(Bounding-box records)
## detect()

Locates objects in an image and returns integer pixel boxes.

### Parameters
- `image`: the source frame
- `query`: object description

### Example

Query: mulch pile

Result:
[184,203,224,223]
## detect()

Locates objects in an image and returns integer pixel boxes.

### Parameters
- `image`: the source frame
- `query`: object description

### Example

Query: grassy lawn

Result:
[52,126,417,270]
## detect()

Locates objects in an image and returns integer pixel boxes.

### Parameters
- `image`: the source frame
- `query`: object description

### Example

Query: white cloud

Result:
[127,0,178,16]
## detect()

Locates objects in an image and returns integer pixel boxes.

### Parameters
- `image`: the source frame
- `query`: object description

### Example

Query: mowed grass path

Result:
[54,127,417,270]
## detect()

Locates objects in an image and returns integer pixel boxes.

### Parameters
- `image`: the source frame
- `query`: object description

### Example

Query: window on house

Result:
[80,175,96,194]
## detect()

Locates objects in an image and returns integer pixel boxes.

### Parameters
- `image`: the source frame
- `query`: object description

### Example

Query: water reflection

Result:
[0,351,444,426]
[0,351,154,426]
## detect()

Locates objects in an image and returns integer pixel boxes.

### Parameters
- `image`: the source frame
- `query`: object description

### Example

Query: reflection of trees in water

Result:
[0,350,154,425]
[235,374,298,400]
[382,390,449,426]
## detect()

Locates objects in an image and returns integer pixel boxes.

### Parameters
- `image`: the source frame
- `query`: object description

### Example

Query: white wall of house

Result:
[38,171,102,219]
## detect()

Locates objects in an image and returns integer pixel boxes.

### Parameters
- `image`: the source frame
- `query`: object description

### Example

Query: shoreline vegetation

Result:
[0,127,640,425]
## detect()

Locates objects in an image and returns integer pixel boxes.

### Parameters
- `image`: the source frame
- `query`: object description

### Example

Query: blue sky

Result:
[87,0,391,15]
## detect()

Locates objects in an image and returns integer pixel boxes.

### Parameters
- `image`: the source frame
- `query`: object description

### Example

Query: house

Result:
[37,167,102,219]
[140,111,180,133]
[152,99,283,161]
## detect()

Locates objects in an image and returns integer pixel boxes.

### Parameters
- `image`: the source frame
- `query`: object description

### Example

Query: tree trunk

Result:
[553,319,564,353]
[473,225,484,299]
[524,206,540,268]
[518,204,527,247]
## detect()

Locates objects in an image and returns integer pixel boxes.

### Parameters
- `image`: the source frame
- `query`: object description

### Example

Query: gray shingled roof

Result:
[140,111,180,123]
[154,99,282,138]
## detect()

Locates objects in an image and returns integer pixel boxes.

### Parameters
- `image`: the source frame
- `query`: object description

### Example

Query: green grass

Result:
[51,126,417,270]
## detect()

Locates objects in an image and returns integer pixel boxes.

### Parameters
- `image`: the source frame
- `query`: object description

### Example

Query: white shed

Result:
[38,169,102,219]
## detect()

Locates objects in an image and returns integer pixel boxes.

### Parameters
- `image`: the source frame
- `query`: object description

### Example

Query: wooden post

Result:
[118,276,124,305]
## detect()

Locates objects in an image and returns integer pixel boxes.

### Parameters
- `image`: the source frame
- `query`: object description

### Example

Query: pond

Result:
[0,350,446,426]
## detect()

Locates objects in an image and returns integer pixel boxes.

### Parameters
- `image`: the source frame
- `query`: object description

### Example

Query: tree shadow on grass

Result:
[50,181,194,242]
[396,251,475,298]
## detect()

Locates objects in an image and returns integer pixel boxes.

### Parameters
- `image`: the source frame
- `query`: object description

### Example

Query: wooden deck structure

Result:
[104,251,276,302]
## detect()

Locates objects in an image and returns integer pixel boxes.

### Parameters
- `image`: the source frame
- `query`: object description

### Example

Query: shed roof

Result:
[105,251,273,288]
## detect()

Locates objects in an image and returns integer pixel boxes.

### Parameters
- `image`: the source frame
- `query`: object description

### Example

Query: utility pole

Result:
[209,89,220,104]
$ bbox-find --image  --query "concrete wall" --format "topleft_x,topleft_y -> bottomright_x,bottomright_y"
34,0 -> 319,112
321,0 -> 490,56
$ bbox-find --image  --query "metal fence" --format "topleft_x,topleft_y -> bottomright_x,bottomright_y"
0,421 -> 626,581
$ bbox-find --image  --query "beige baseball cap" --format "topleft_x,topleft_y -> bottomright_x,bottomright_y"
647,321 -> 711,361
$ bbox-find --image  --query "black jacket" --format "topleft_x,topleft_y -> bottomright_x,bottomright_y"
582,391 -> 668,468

• [What this task involves] Please duplicate every line of the entries above without any change.

• [Task response]
## detect()

Locates objects in an image and returns integer pixel boxes.

### Parameters
- `image`: the source frame
- `query`: object description

### Example

Query: mulch pile

Result:
[184,203,224,223]
## detect()

Locates objects in an image and returns integer pixel boxes.

### Parameters
- `image`: the source frame
- `query`: object description

### Example

Query: grassy lawn

Result:
[52,126,417,270]
## detect()

Locates objects in an image and returns integer pixel boxes.

### Parameters
- `image`: the source frame
- `query`: object description

### Example

Query: white cloud

Result:
[127,0,178,16]
## detect()

Locates objects in an image and returns integer pixel boxes.

### Parameters
- `image`: the source frame
- `query`: object description

### Example

Query: mowed grass path

Result:
[54,127,417,270]
## detect()

Locates objects in an image and returns integer pixel boxes.

### Parameters
- `image`: the source frame
- `query`: object description

### Example

Query: window on house

Result:
[80,175,96,194]
## detect()

Locates objects in an image and returns integer pixel boxes.

### Parameters
- `image`: the source frame
- `query`: object description

### Example

Query: water reflection

Result:
[0,351,444,426]
[0,351,154,426]
## detect()

Locates objects in an image and returns integer pixel boxes.

### Parameters
- `image`: the source frame
- `query`: object description

### Example

Query: reflection of trees in water

Result:
[0,350,154,425]
[235,374,298,400]
[382,390,449,426]
## detect()

Locates objects in an image and returns integer pixel boxes.

### Parameters
- `image`: the source frame
- `query`: object description

### Example

Query: white wall of house

Result:
[38,171,102,219]
## detect()

Locates objects in an image and returns integer pixel boxes.

### Parameters
- `image`: the source frame
- `query`: object description

### Example

Query: shoreline vegetation

Result:
[0,127,640,425]
## detect()

Locates objects in an image and returns integer pixel boxes.

### Parameters
- `image`: the source frame
- `query`: object description

### Example

Query: blue sky

Result:
[87,0,391,15]
## detect()

Locates objects in an image and returns integer pixel boxes.

### Parameters
- `image`: the source frame
- `query`: object description

### Example

Query: house

Result:
[37,167,102,219]
[140,111,180,133]
[152,99,283,161]
## detect()

Locates objects in an image and returns integer pixel boxes.

### Parameters
- `image`: the source frame
- `query`: object description

### Example

Query: tree trunk

Result:
[553,319,564,353]
[473,225,484,299]
[524,206,540,268]
[518,204,527,247]
## detect()

Locates objects in an image and returns integer pixel boxes.

### Parameters
- `image`: the source frame
- `query`: object description

### Example

Query: gray shingled roof

Result:
[140,111,180,123]
[154,99,282,138]
## detect()

Locates objects in an image and returns integer pixel boxes.

### Parameters
- `image`: the source frame
- `query`: object description

### Example

Query: green grass

Result:
[51,126,417,270]
## detect()

Locates objects in an image and returns integer pixel boxes.

### Parameters
- `image`: the source frame
- `query`: object description

### Example

Query: white shed

Result:
[38,169,102,219]
## detect()

Locates objects in an image and returns integer pixel boxes.

### Parameters
- `image`: the source frame
- `query`: object description

### Example

Query: wooden post

Result:
[118,276,124,305]
## detect()

Locates objects in an image and returns integer pixel boxes.

### Parameters
- `image`: the source frame
- `query`: object description

### Example

Query: pond

Result:
[0,350,446,426]
## detect()

Locates objects in an image and returns integer pixel boxes.

### Parameters
- `image`: the source frame
- `query`: object description

### Example

Query: tree shadow on grass

Result:
[50,181,194,242]
[396,251,475,298]
## detect()

Locates objects in an image and returns integer pixel boxes.

### Parameters
- `image`: the source frame
- `query`: object description

### Example

Query: wooden deck structure

Result:
[104,251,276,302]
## detect()

Locates objects in an image and returns integer pixel boxes.

### Parameters
- `image`: the source frame
- `query`: object description

### Example

Query: shed roof

Result:
[105,251,273,288]
## detect()

Locates objects in an image and returns integer pixel boxes.

### Parameters
- `image`: the source frame
- `query`: object description

### Example

Query: utility pole

Result:
[209,89,220,104]
$ bbox-find --image  --query "concrete wall" --format "topleft_x,topleft_y -> bottomright_x,bottomright_y"
34,0 -> 319,112
321,0 -> 490,56
$ bbox-find --image  --query "metal fence" --format "topleft_x,topleft_y -> bottomright_x,bottomright_y"
0,421 -> 626,581
$ bbox-find --image  --query "beige baseball cap" --format "topleft_x,topleft_y -> bottomright_x,bottomright_y"
647,321 -> 711,361
$ bbox-find --image  --query "black jacket" --format "topleft_x,topleft_y -> bottomright_x,bottomright_y"
582,391 -> 668,468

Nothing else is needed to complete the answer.